[Start of Attachment]

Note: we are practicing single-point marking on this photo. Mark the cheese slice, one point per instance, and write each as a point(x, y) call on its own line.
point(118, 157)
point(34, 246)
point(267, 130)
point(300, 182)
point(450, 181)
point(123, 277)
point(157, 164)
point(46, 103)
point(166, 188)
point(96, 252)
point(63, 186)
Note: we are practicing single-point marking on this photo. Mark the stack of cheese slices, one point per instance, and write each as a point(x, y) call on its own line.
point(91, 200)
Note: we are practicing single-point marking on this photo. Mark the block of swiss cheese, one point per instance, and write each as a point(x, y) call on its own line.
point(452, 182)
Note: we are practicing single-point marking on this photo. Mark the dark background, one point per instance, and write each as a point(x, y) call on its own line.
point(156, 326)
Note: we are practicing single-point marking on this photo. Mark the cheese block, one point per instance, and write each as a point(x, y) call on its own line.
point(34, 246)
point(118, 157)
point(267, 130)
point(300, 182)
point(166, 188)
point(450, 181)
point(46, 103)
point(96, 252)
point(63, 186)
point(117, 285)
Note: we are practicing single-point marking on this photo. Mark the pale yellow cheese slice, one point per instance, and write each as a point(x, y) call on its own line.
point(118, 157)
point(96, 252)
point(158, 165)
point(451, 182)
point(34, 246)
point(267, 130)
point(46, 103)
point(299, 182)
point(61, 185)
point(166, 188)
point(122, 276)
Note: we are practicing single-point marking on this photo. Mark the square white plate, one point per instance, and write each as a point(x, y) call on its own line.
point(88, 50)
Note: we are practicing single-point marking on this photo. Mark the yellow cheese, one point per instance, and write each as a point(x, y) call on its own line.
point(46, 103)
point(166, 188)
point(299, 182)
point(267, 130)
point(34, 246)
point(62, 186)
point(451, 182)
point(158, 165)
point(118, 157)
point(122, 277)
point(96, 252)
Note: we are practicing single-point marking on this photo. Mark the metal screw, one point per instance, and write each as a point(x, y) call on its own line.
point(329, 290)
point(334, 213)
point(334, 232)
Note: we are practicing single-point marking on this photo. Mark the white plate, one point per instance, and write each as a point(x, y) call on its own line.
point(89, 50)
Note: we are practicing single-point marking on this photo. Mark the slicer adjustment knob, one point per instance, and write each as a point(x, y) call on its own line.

[End of Attachment]
[Start of Attachment]

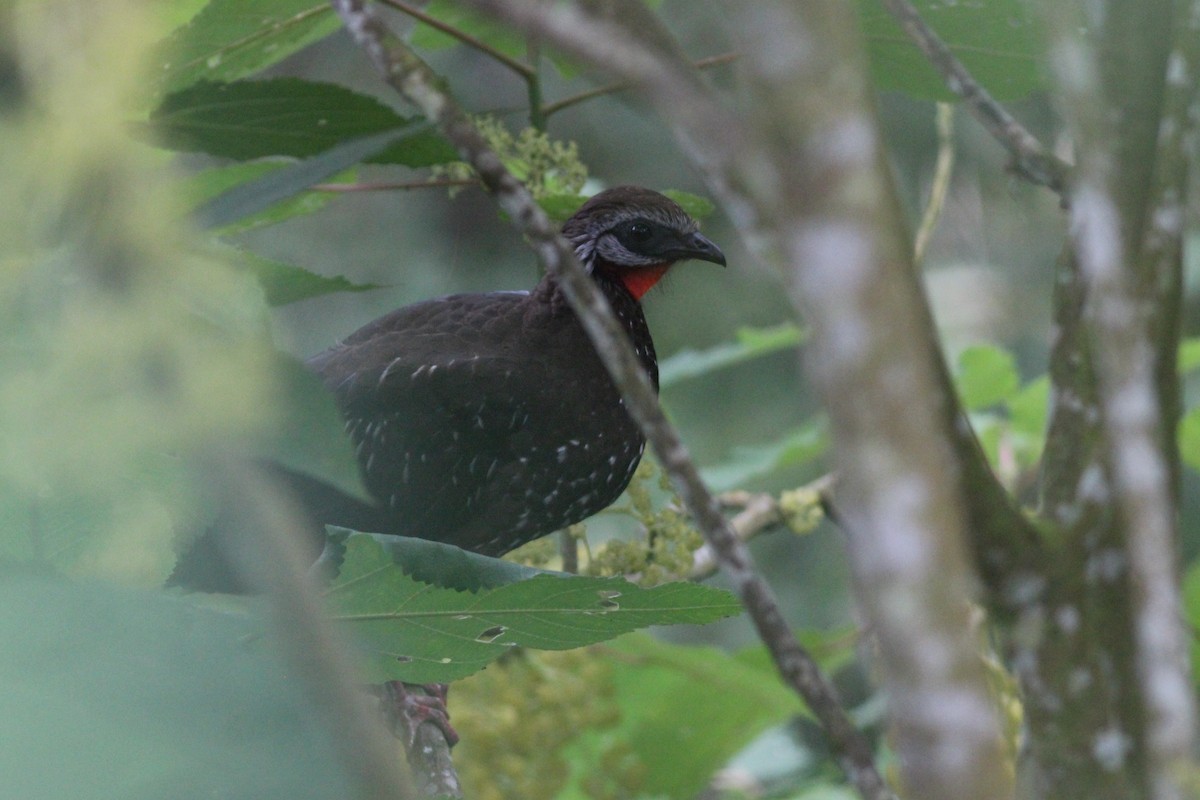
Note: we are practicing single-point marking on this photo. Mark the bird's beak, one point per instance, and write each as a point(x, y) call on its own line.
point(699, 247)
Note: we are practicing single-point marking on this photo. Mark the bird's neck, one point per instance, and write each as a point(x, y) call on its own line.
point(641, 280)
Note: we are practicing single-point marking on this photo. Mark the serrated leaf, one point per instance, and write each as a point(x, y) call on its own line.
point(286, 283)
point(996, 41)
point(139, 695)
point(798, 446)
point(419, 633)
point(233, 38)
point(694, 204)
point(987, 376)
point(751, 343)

[End of Attachment]
[Start of Attachment]

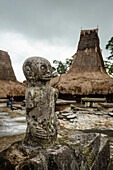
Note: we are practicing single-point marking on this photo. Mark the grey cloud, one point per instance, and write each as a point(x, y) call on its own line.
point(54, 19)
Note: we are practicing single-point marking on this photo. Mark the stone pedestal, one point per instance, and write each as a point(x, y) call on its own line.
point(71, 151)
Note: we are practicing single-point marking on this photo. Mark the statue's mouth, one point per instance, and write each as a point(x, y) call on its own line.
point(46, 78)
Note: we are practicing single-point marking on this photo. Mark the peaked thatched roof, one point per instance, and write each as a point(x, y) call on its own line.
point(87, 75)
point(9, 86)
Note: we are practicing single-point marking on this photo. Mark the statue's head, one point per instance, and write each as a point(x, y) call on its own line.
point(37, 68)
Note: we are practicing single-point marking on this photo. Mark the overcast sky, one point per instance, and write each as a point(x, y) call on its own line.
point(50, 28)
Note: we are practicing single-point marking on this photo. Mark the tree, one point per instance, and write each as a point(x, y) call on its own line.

[End of Attachment]

Brief:
In the data above, find the line with "Mark the peaked" and the line with "the tree, one". Retype both, plus every line between them, exactly.

Solution below:
Note: we are practicing single-point marking on this photo. Mark the peaked thatched roof, one point per instance, and write each as a point(x, y) call on its own line.
point(87, 75)
point(9, 86)
Note: we are practicing single-point marking on this photo. Mark the statue's head, one point per instance, and write each as a point(x, y) call on its own line.
point(37, 68)
Note: we are practicing single-point marking on this photo. Mark the overcast sky, one point per instance, and write each as a point(x, y) call on its own line.
point(50, 28)
Note: we are practicing single-point marking on this photo. Mark the tree, one point per instance, and write each as a point(x, y) call on its own line.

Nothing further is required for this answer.